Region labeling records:
------------------------

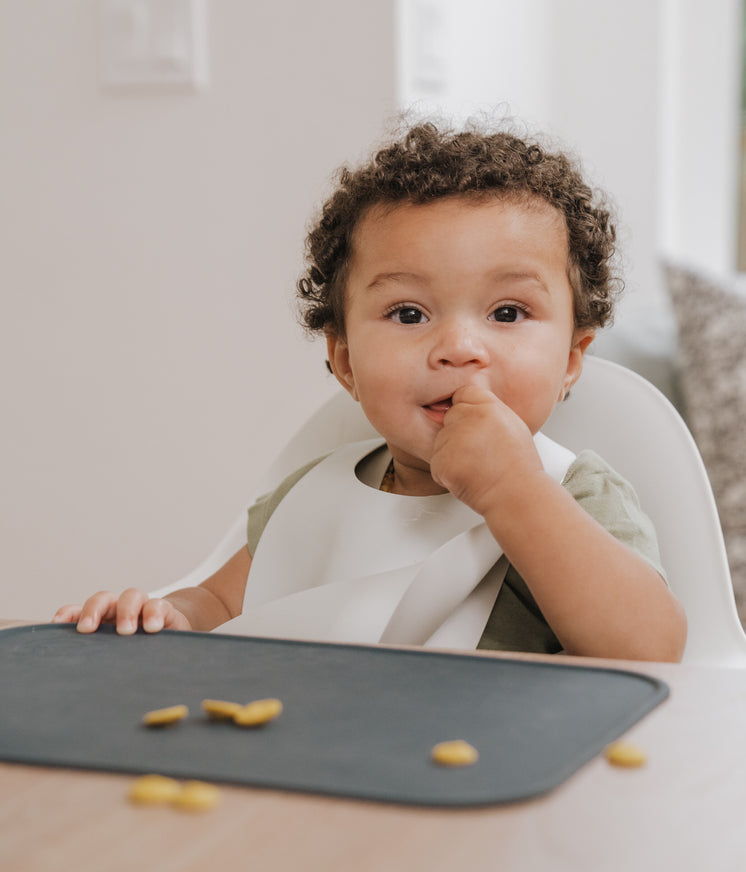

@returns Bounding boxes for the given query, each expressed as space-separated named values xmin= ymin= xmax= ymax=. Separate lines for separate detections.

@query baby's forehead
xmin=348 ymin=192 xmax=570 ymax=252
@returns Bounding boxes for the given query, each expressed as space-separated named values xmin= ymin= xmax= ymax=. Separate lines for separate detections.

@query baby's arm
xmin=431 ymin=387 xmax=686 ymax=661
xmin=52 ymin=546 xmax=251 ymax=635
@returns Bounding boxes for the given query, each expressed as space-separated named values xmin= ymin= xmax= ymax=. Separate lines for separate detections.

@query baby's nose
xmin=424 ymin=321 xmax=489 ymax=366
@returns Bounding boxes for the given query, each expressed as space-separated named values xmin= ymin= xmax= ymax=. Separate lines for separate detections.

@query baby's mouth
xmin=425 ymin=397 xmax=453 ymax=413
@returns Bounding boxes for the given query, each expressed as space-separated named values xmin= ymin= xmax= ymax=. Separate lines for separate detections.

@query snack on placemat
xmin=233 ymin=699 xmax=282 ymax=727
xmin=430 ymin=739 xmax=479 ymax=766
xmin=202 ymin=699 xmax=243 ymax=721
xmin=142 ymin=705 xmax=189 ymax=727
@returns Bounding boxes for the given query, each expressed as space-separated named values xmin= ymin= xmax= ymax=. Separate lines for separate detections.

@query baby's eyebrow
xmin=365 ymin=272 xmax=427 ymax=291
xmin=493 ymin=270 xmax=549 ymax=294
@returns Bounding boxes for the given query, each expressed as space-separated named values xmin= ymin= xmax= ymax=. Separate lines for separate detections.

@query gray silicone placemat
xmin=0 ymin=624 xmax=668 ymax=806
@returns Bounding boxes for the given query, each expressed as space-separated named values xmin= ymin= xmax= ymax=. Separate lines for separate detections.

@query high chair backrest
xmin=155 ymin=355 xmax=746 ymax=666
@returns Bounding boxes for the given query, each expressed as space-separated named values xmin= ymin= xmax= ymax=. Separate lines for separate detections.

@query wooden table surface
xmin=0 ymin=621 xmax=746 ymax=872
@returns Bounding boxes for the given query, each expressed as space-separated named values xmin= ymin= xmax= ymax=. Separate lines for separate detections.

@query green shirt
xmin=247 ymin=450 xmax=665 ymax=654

------------------------

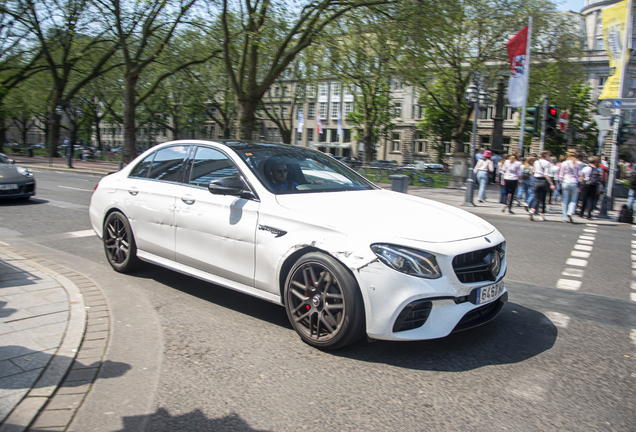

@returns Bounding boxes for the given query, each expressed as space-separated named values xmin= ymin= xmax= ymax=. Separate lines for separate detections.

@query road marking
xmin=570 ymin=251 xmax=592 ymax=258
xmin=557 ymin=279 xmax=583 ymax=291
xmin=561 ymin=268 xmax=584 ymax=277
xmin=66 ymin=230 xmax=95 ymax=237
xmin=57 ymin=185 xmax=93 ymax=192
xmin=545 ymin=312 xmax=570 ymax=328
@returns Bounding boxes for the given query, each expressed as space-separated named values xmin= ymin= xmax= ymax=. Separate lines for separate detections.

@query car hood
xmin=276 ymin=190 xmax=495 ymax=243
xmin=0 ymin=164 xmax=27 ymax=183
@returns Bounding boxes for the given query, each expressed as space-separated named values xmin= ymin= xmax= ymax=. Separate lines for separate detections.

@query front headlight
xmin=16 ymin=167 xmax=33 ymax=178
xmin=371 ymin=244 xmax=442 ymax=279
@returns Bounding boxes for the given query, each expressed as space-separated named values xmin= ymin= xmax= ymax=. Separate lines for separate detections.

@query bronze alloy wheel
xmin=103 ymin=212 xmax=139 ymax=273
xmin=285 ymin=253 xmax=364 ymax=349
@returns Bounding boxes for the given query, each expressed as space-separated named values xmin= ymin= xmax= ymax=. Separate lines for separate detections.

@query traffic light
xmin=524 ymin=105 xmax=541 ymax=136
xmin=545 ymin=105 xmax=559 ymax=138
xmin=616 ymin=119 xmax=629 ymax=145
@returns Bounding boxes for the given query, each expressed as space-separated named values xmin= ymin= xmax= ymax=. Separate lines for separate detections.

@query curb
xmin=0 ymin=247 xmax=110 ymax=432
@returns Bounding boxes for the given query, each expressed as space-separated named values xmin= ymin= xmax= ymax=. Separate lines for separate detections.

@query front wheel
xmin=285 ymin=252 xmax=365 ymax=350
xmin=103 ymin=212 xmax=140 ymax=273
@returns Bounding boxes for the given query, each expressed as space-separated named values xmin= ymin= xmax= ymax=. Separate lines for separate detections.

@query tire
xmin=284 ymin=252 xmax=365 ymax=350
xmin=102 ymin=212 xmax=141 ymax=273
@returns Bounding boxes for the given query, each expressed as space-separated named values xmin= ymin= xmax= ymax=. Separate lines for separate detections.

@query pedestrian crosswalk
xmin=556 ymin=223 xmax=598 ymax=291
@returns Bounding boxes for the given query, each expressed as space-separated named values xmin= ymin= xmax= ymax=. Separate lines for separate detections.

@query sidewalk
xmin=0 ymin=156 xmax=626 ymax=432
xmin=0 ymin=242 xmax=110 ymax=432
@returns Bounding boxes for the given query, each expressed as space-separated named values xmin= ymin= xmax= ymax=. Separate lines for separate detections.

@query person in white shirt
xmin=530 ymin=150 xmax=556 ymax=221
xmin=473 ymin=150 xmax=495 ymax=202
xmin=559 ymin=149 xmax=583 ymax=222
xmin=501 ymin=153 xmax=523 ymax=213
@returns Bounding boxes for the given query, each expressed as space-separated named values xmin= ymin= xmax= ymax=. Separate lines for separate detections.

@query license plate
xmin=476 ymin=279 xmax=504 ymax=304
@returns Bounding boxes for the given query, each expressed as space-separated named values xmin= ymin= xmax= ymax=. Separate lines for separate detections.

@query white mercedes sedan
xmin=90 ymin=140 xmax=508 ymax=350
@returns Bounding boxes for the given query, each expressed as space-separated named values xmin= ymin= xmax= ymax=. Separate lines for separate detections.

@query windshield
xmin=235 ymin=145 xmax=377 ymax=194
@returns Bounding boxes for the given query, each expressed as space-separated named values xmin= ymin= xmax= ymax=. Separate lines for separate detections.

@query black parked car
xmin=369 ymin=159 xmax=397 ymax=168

------------------------

STATED EXERCISE:
Show each line from the records above that contains the word "front", copying every such line whole.

EXPECTED ANSWER:
@query front headlight
@query front wheel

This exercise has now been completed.